» DATA PROVIDED
+--
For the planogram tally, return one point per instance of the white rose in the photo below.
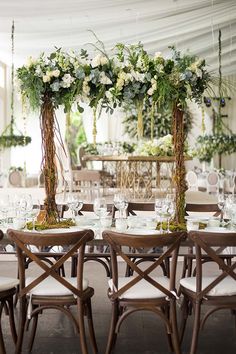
(46, 78)
(103, 60)
(158, 55)
(56, 73)
(150, 91)
(67, 80)
(96, 61)
(105, 79)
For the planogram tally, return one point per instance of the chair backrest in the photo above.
(88, 207)
(192, 180)
(203, 208)
(61, 209)
(133, 207)
(83, 163)
(213, 182)
(72, 242)
(206, 243)
(117, 240)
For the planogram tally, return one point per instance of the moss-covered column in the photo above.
(179, 173)
(49, 168)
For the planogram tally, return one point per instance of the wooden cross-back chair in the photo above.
(207, 209)
(133, 207)
(131, 210)
(216, 291)
(104, 258)
(143, 291)
(50, 289)
(7, 291)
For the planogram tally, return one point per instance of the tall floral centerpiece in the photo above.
(47, 83)
(176, 80)
(133, 73)
(97, 76)
(162, 81)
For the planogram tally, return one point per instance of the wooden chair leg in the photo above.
(175, 334)
(112, 333)
(21, 324)
(33, 331)
(12, 318)
(91, 327)
(2, 345)
(184, 317)
(83, 343)
(196, 326)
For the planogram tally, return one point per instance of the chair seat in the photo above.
(8, 283)
(142, 289)
(51, 287)
(227, 287)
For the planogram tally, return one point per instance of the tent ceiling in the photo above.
(193, 25)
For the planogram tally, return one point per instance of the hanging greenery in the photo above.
(128, 76)
(162, 121)
(10, 137)
(210, 145)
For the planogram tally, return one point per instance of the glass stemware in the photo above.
(25, 205)
(221, 206)
(100, 207)
(158, 210)
(120, 203)
(168, 209)
(34, 213)
(74, 203)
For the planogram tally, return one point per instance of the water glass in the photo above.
(120, 203)
(100, 207)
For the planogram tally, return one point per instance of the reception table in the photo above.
(138, 174)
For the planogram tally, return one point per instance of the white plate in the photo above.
(62, 230)
(199, 215)
(142, 231)
(217, 229)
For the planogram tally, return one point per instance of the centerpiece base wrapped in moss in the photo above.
(39, 226)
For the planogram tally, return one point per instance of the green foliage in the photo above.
(130, 75)
(162, 121)
(209, 145)
(7, 141)
(75, 136)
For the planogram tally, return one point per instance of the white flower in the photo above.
(138, 76)
(104, 79)
(67, 80)
(150, 91)
(103, 60)
(46, 78)
(56, 73)
(55, 86)
(158, 55)
(86, 88)
(38, 70)
(99, 60)
(31, 61)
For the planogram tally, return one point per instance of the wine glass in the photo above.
(168, 209)
(25, 205)
(120, 203)
(100, 207)
(221, 205)
(34, 213)
(4, 208)
(74, 203)
(158, 210)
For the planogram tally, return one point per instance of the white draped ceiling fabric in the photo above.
(187, 24)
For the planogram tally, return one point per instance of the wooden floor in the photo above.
(142, 333)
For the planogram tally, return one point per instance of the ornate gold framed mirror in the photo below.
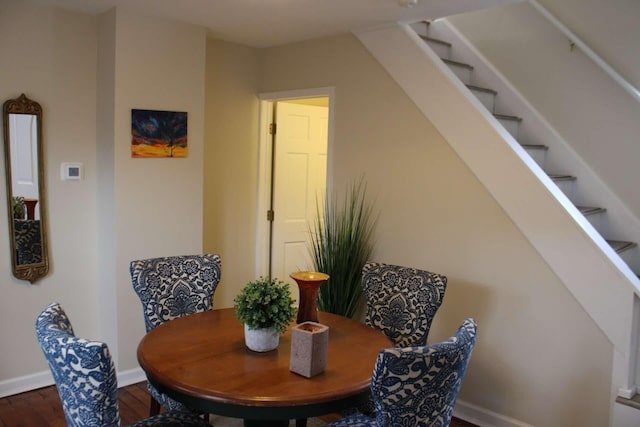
+--
» STATED EXERCISE
Can you transcribe the whole listing above word for word, leaving out the pictures?

» FULL OUTPUT
For the planogram tally, return one point per instance of the white rose in the photo below.
(46, 78)
(103, 60)
(158, 55)
(56, 73)
(150, 91)
(67, 80)
(96, 61)
(105, 79)
For the planogram tally, return one point per instance of the chair backrest in the photo above.
(88, 207)
(192, 180)
(203, 208)
(61, 209)
(133, 207)
(83, 163)
(213, 182)
(72, 242)
(206, 243)
(117, 240)
For the planogram tally, return one point per instance of the moss-covered column in the photo above.
(179, 173)
(49, 168)
For the planogram tally, return one point per instance of the wooden cross-back chair in the photo above.
(207, 209)
(133, 207)
(131, 210)
(216, 291)
(104, 258)
(143, 291)
(50, 289)
(7, 291)
For the planogram tally, return one point per instance of the tall floral centerpiece in the photo above.
(47, 83)
(176, 80)
(133, 73)
(97, 76)
(162, 81)
For the planogram tally, return one point per instance of the wooden chair leg in the photo above.
(175, 334)
(112, 333)
(21, 324)
(33, 331)
(12, 318)
(91, 327)
(2, 345)
(184, 317)
(83, 343)
(196, 326)
For the planogram tally, return one point per instance of the chair seat in the photo above.
(8, 283)
(142, 289)
(51, 287)
(227, 287)
For the planogram tally, return one point per instance of the tent ceiling in the photo above.
(193, 25)
For the planogram tally, return one point per instance of the hanging greenery in the photo above.
(128, 76)
(162, 121)
(10, 137)
(210, 145)
For the planogram tally, return one point per instance of the glass stemware in the photo above.
(25, 205)
(221, 206)
(100, 207)
(158, 210)
(120, 203)
(168, 209)
(34, 213)
(74, 203)
For the planogram tally, return one point per instance of the water glass in the photo above.
(120, 203)
(100, 207)
For the planogram tally, return one point per instance of the reception table in the photo above.
(138, 174)
For the planogram tally, return one point per instance of the white plate in the photo above.
(62, 230)
(199, 215)
(142, 231)
(217, 229)
For the planogram tally, return one point per instance of the centerpiece base wrapped in moss in the photo above.
(39, 226)
For the planogram tally, return one point per instance of the green foliage in the photo above.
(130, 75)
(162, 121)
(209, 145)
(7, 141)
(75, 136)
For the planogram tally, return one point per instance of the white flower in the photo above.
(138, 76)
(104, 79)
(67, 80)
(150, 91)
(103, 60)
(46, 78)
(56, 73)
(55, 86)
(158, 55)
(86, 88)
(38, 70)
(99, 60)
(31, 61)
For the planogram tally, return one point per instance of the wine glass in the photo above.
(168, 209)
(25, 205)
(120, 203)
(100, 207)
(221, 205)
(34, 213)
(4, 208)
(74, 203)
(158, 210)
For the planogram tally, return one point per instance of the white draped ceiling fabric in the photo above.
(187, 24)
For the planogram tally, return one point per instance of the wooden floor in the photo above.
(142, 333)
For the planogram tally, return one point per instance of the ornate gold framed mirror in the photo below.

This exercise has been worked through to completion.